RECORDS FOR PROCESSING:
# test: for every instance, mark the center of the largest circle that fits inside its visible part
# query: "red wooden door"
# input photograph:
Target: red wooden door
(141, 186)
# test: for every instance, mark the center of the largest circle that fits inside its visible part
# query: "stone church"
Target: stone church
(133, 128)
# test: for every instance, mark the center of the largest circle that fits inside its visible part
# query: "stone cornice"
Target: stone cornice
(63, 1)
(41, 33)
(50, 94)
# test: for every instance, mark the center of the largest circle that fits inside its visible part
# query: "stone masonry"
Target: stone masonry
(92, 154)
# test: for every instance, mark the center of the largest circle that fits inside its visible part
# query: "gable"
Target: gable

WORK INSTRUCTION:
Only the lines containing the word "query" should be returned from the data above.

ANSWER TO THIS PROBLEM:
# query: "red wooden door"
# query: "stone church"
# query: "stone cornice"
# query: "stone masonry"
# query: "gable"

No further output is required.